Provided data Block Start

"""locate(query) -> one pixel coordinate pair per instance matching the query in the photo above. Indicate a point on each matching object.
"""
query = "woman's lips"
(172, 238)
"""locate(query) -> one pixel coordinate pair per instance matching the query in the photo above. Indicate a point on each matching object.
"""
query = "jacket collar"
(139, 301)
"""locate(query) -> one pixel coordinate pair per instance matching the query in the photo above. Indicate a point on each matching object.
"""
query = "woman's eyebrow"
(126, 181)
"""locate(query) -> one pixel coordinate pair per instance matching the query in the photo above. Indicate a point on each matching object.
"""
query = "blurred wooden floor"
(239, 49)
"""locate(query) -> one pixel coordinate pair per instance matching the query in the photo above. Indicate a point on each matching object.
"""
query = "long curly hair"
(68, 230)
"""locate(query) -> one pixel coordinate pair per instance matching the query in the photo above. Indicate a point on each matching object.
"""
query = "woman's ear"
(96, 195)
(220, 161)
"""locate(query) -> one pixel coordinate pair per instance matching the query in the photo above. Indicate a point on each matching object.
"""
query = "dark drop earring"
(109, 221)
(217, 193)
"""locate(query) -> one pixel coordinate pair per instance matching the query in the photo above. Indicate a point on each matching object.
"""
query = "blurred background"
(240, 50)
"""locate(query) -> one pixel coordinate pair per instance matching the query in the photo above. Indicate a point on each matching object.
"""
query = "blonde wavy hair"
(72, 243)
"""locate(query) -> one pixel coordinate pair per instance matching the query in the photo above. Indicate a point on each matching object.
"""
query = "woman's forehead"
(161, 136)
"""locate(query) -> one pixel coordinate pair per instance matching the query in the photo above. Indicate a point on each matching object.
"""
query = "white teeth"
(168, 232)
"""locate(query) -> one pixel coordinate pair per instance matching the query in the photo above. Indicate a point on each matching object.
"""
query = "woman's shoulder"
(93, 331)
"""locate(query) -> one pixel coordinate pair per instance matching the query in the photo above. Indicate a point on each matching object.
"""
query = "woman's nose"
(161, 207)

Provided data Block End

Retype every record above exactly as it appears.

Task result –
"""locate(query) -> one pixel coordinate pair per instance matching the query in the photo above. Indicate a point on each matching object.
"""
query = "woman's lips"
(172, 238)
"""locate(query) -> one pixel coordinate pair per instance matching the query in the photo above. Indicate a point on each matching object.
"""
query = "jacket collar"
(139, 301)
"""locate(query) -> one pixel coordinate pair per instance matching the query in the photo above. Indicate a point on each matching object.
"""
query = "woman's eyebrow"
(126, 181)
"""locate(query) -> one pixel coordinate pair per instance matching the query in the photo above. Indicate a point on each matching object.
"""
query = "blurred wooden floor"
(239, 49)
"""locate(query) -> one pixel coordinate pair per instance matching the query in the photo above. Indicate a point on each matching object.
"""
query = "long curly hair"
(68, 230)
"""locate(query) -> one pixel coordinate pair per instance matching the query in the photo above. Indicate a point on each matching object.
"""
query = "woman's ear"
(96, 195)
(220, 161)
"""locate(query) -> one pixel coordinate pair per instance matching the query in the photo above. Indicate a point on each matching object.
"""
query = "dark drop earring"
(109, 221)
(217, 193)
"""locate(query) -> one pixel coordinate pair per instance matching the query in the photo above. Indicate a point on each matching object.
"""
query = "blurred background"
(240, 50)
"""locate(query) -> one pixel coordinate pair per instance matching the query in the photo above. Indicate a point on each matching object.
"""
query = "blonde wavy hair"
(72, 243)
"""locate(query) -> one pixel coordinate pair per instance matching the query in the photo above. Indicate a point on each matching object.
"""
query = "woman's forehead"
(161, 136)
"""locate(query) -> one pixel coordinate pair per instance matching the query in the photo above. Indicate a point on each matching object.
"""
query = "white teeth"
(168, 232)
"""locate(query) -> one pixel coordinate pair per instance matching the query in the photo above. Indicate a point on each matching object.
"""
query = "woman's shoulder"
(93, 331)
"""locate(query) -> one pixel coordinate pair per instance matching the query in the photo above. Indicate a point on each matching object.
"""
query = "woman's nose"
(161, 207)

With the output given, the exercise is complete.